▸ **Extracted text**:
They were then asked to create diagrams in which they presented the
group’s shared understanding of the interactions creating pathways
to account for poor learning outcomes, attributable to a variety of
factors defined by the group. Facilitation of the focus groups was
carried out according to an adapted version of Hovmand et al’s
(2012) script, developed and tested to support groups in building
visual illustrations of whole systems (Visscher and Coe, 2003).This
approach supported by corruption researchers such as Clammer
(2012,p.114), who argue that a systems approach is one that
discards the notion that corruption is not just ‘an epiphenomenon
of forms of social organisation that are manageable by better
policing, moral education or institutional adaptation, but is key
to understanding the nature of social disorganisation in [….]and
how to think about the nature of that disorganisation in fresh ways
that will advance our understanding of the endemic occurrence of
corruption and point beyond more limited solutions to more systemic
ones.’
The sessions included two rounds of discussions in small groups,
facilitated by a member of the research team:
Discussion 1: brainstorming variables that constitute the
group’s shared understanding of the causes of the performance gap
between schools in quintile 1-3 versus quintile 4-5.

▸ **Tasks to complete**:
**A.** Name every published work the focus group passage cites, with its year.
**B.** In the focus group passage, who facilitated the small-group discussions?
**C.** Decide whether each statement agrees with the focus group passage. For each, answer yes or no and quote the words that decide it.
(i) The sessions had two rounds of discussion in small groups.
(ii) The facilitators followed Hovmand et al's script without changes.
(iii) Discussion 1 dealt with the performance gap between schools in quintile 1-3 and schools in quintile 4-5.

▸ **Dataset records**:
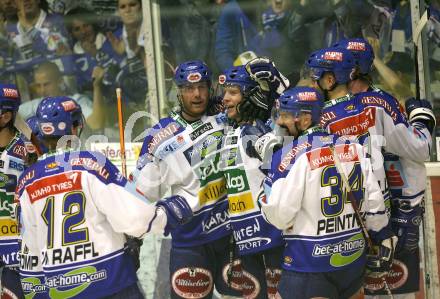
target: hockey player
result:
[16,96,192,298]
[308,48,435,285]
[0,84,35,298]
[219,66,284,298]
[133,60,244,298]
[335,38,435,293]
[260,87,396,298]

▸ **Solved tasks**:
**A.**
Hovmand et al (2012)
Visscher and Coe (2003)
Clammer (2012)

**B.** A member of the research team.

**C.**
(i) Yes: "two rounds of discussions in small groups"
(ii) No: "an adapted version of Hovmand et al’s (2012) script"
(iii) Yes: "the performance gap between schools in quintile 1-3 versus quintile 4-5"